Media : http://www.lampungpost.com/
Edisi : Rabu, 17 Februari 2010
Rubrik : NASIONAL
JAKARTA (Lampost): Pemidanaan pelaku nikah siri ditanggapi pro-kontra.
Pada satu sisi nikah siri dianggap sebagai hak asasi manusia, sementara sejumlah
pihak beranggapan nikah siri justru menindas hak perempuan.
RUU Hukum Materiil Peradilan Agama Bidang Perkawinan yang memuat ketentuan
pidana bagi pelaku nikah siri ditentang. Pernikahan dipandang sebagai hak asasi
manusia, bukan urusan pemerintah.
"Itu kan hak asasi sesorang," ujar pakar hukum J.E. Sahetapy usai
peluncuran buku SETARA institute di Hotel Athlete Senayan, Jakarta, Selasa
(16-2).
Menurut dia, untuk soal seperti ini, agama yang harus melarang, bukan
pemerintah. "Kalau saya tidak sepakat. Itu kan hak seseorang," kata Sahetapy.

DAFTAR TUGAS:
- 1) Ubah paragraf yang diawali "JAKARTA (Lampost): Pemidanaan pelaku nikah siri" dalam berita tentang nikah siri di atas menjadi daftar poin singkat yang tetap memuat fakta utamanya.
- 2) Ketik ulang bagian berita tentang nikah siri di atas, dari "RUU Hukum Materiil" hingga dan termasuk "bukan urusan pemerintah.".

DAFTAR CATATAN:
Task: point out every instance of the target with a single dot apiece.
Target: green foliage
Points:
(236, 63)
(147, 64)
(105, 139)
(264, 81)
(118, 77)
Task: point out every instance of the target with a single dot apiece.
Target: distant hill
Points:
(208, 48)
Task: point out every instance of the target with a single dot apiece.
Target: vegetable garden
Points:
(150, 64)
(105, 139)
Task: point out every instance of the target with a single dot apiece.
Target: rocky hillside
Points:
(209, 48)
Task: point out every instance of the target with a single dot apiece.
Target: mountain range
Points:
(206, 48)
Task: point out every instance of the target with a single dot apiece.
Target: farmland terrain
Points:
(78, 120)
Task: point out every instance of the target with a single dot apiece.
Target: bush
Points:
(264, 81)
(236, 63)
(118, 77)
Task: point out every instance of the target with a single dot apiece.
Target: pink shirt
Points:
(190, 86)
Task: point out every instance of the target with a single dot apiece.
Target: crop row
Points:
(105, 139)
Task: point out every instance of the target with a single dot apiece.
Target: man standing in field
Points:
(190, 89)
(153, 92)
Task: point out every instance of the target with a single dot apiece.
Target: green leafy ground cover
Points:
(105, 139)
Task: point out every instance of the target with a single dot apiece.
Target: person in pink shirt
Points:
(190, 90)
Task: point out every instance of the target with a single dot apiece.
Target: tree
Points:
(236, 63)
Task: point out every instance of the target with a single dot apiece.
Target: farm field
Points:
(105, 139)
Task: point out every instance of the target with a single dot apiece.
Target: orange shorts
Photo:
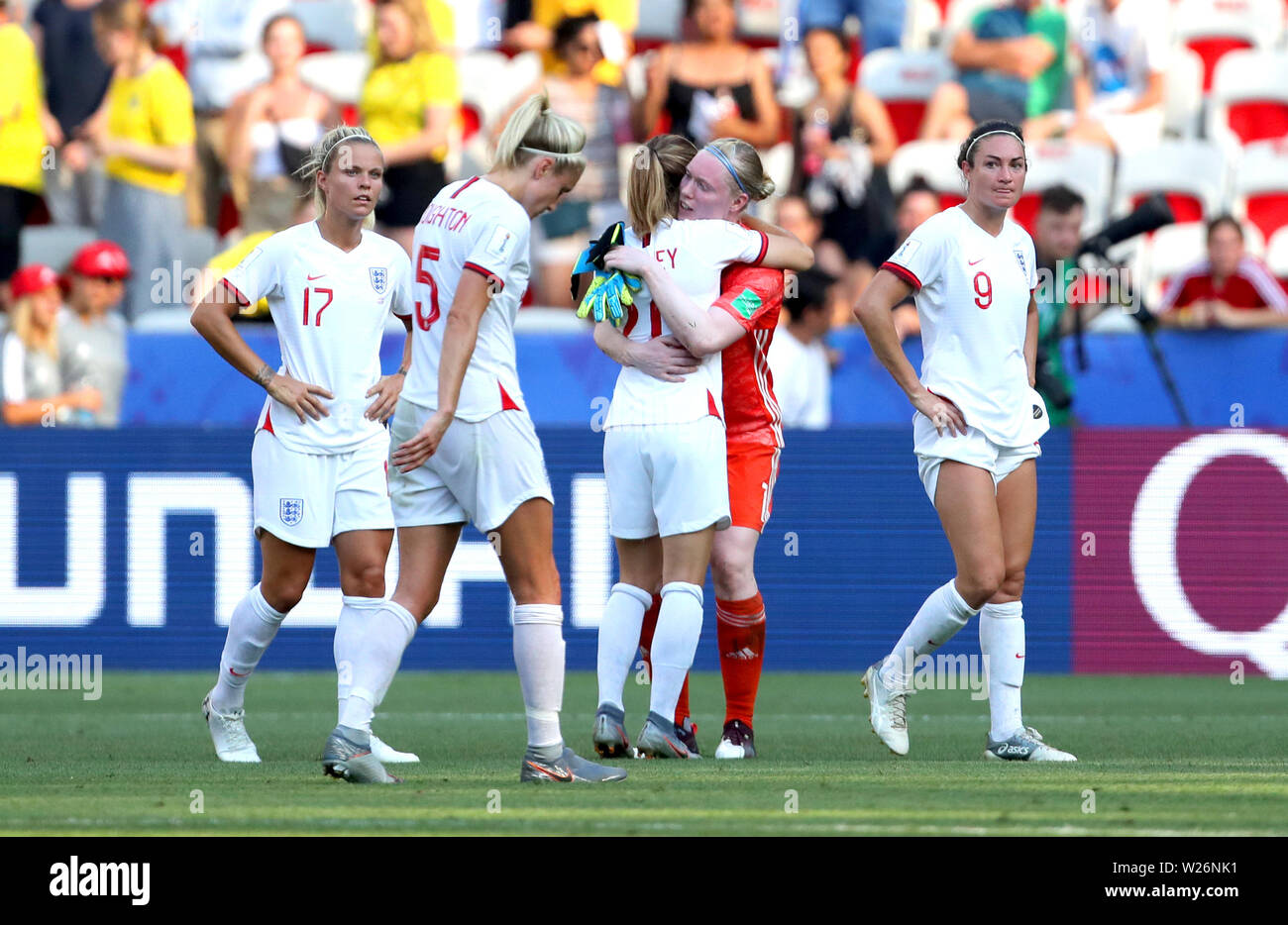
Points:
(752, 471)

JAWABAN YANG DIHARAPKAN:
- 1)
- Pemidanaan pelaku nikah siri menuai pro-kontra.
- Sebagian pihak menganggap nikah siri sebagai hak asasi manusia.
- Pihak lain berpendapat nikah siri justru menindas hak perempuan.

- 2)
RUU Hukum Materiil Peradilan Agama Bidang Perkawinan yang memuat ketentuan
pidana bagi pelaku nikah siri ditentang. Pernikahan dipandang sebagai hak asasi
manusia, bukan urusan pemerintah.